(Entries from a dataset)
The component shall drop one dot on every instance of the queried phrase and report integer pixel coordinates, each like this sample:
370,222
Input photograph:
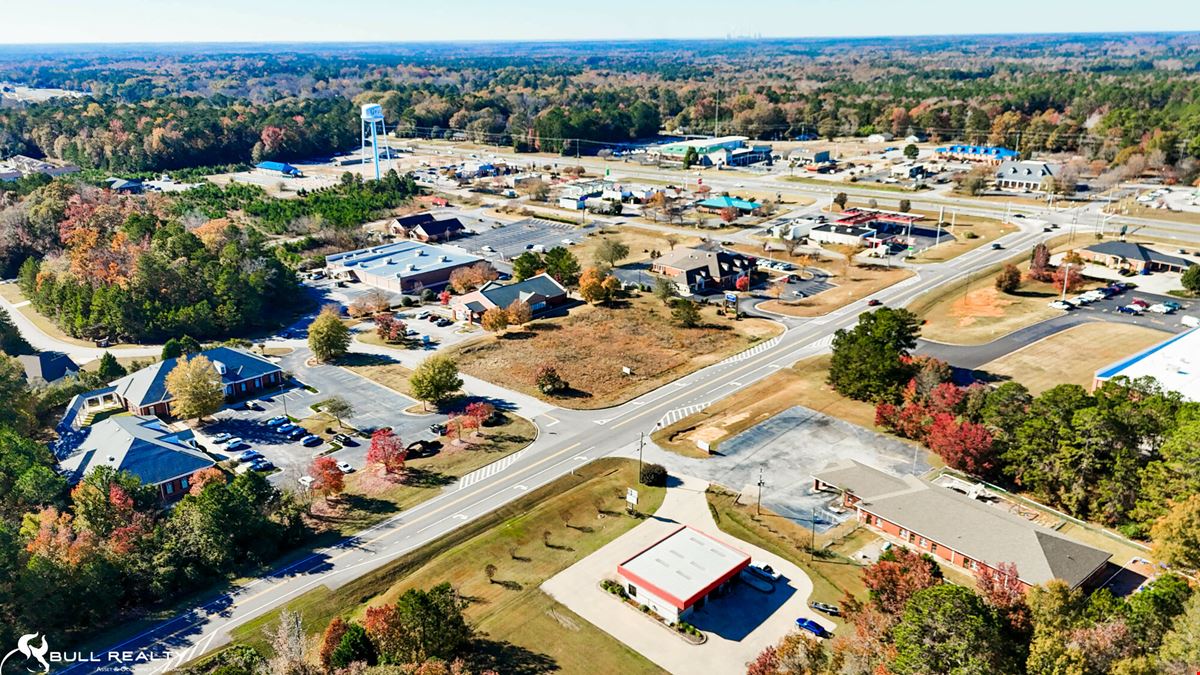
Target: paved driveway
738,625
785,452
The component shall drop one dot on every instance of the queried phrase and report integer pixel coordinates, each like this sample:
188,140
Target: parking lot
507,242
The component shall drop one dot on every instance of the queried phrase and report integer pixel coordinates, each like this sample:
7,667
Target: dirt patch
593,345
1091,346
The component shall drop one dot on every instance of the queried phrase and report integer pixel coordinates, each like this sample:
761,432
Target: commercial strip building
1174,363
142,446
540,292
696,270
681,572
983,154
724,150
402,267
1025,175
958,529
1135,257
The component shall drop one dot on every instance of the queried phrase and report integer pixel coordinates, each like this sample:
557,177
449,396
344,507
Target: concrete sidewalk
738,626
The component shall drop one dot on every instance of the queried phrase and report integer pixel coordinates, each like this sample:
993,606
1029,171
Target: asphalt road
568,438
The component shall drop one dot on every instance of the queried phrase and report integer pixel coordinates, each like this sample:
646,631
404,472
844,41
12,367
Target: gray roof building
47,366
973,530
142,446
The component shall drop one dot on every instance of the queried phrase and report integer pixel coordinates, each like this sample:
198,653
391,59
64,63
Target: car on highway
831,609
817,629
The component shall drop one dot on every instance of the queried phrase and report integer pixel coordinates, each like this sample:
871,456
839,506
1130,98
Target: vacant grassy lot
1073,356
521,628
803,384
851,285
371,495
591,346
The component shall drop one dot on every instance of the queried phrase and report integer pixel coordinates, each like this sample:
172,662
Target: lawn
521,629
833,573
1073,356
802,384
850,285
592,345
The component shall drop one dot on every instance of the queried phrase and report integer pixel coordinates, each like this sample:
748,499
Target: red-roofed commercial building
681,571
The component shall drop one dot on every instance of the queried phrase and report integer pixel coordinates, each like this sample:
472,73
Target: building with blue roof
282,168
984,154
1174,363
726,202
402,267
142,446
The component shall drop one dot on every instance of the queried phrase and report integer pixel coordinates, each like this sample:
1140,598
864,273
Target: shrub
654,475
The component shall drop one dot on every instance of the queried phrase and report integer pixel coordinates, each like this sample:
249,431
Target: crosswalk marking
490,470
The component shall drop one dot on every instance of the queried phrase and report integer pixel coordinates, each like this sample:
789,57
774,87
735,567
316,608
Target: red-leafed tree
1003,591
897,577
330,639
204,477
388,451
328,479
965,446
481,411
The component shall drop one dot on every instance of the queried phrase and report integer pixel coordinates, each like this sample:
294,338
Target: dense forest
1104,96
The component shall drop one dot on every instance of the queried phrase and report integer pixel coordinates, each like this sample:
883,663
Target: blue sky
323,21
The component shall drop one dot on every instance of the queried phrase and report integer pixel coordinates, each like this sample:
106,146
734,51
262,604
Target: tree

Goal of the exercise: From the lines above, pull out each one that holds the word "commercial" and copy it.

Output of the exercise:
Target: commercial strip building
Target: red-roofed commercial building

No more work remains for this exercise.